◆ Selection ◆
Zsigmond Móricz

I Can't Live Without Music


Main stage

Balázs, landowner
Loránd Farkas
 
Pólika, his wife
Éva Imre
 
Auntie Zsani
Emőke Kató
 
Auntie Pepi
Csilla Albert
 
Auntie Mina
Imola Kézdi
 
Uncle Lajos
Ervin Szűcs
 
Biri
Rita Sigmond
 
Veronika, happy widow
Enikő Györgyjakab
 
Auntie Teréz, her mother
Andrea Vindis
 
Viktor, jurist from Budapest
Zsolt Vatány
 
Auntie Málcsi, her mother
Zsuzsanna Pákai
 
First dame
Réka Zongor
 
Second dame
Réka Nagy Pál
 
Third dame
Patrícia Puzsa
 
Fourth dame
Alíz Incze
 
First gent
András Buzási
 
Second gent
Csongor Köllő
 
Borcsa, the cooking lady
Andrea Kali / Krisztina Bíró
 
Zsuzsi, maid
Júlia Bíró
 
Gergő, old coachman
Ferenc Sinkó
 
Peták, do-all
Levente Molnár
 
Kati, maid
Enikő Molnár
 
Mircse, gipsy musician
Attila Pál
 
Mrs Kisvicák
Csilla Varga
 
Pista, stripling
Csaba Marosán
 
Auntie Mariska
Brigitta Nánási
 
Gazsi, clarinettist
Péter Árus
 
Lali, bassist
Szabolcs Balla
 

directed by
András Hatházi
 
set design
Carmencita Brojboiu
 
costume design
Eszter György
 
dramaturg
Eszter György
 
stage manager
Imola Kerezsy

Date of the opening: May 17, 2013
Date of creation: 17 May 2013

Duration: 3 hours with one intermission

It’s not certain that what we say, is what there is.

◆ Given records ◆
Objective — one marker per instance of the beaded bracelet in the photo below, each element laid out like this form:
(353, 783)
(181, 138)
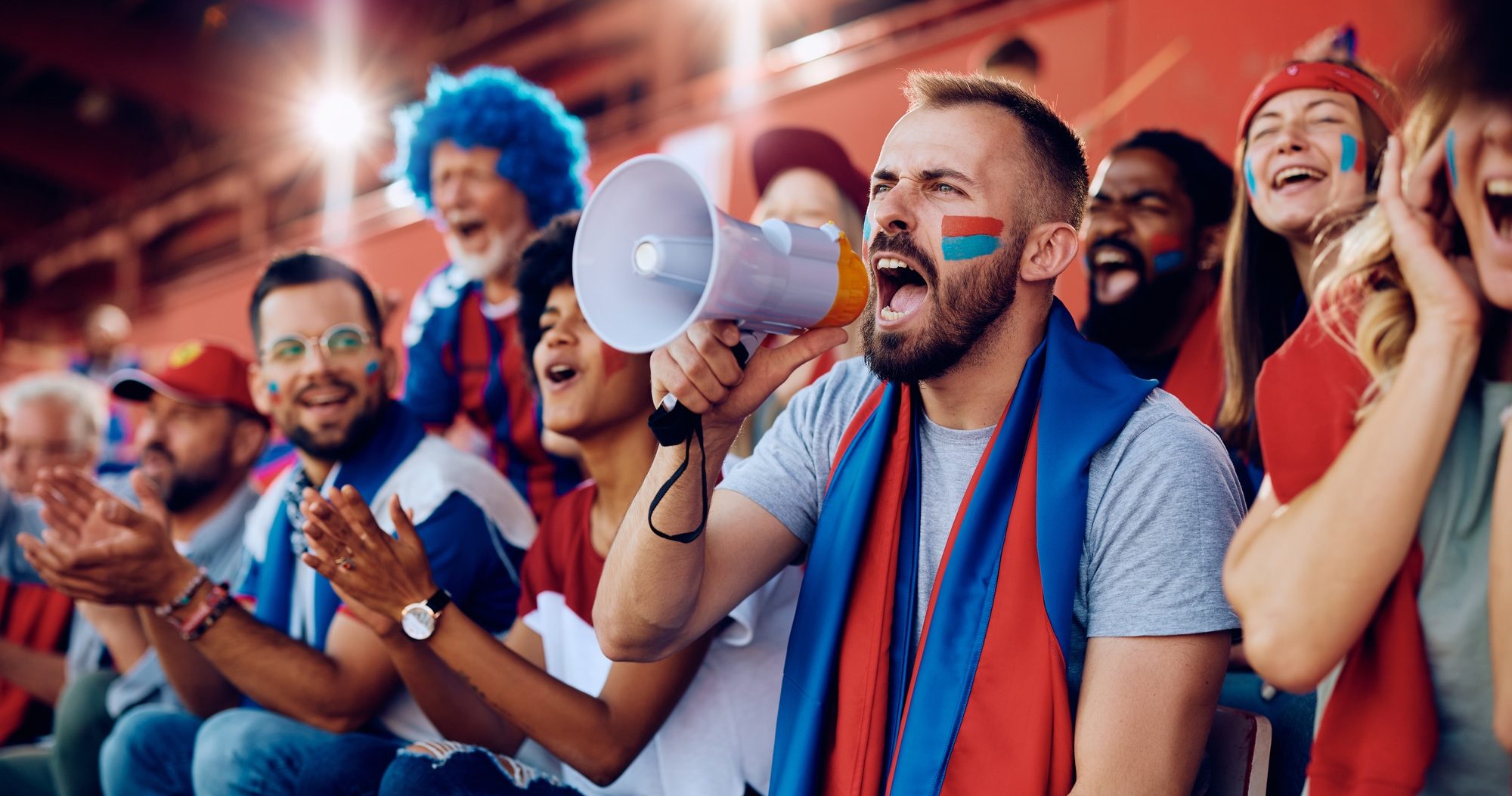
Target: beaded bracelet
(184, 596)
(203, 615)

◆ What to do ◆
1. In the cast list above, list every production credit that appears after the roles, together with the person named for each.
2. Reproduce the records above verbatim, omitting the picture.

◆ Solutions to the exercise ◆
1.
- Directed by: András Hatházi
- Set design: Carmencita Brojboiu
- Costume design: Eszter György
- Dramaturg: Eszter György
- Stage manager: Imola Kerezsy

2.
Objective — one marker per instance of the beaded bracelet in the photo below, each element laid out like this form:
(353, 783)
(181, 138)
Target: beaded bracelet
(184, 596)
(203, 615)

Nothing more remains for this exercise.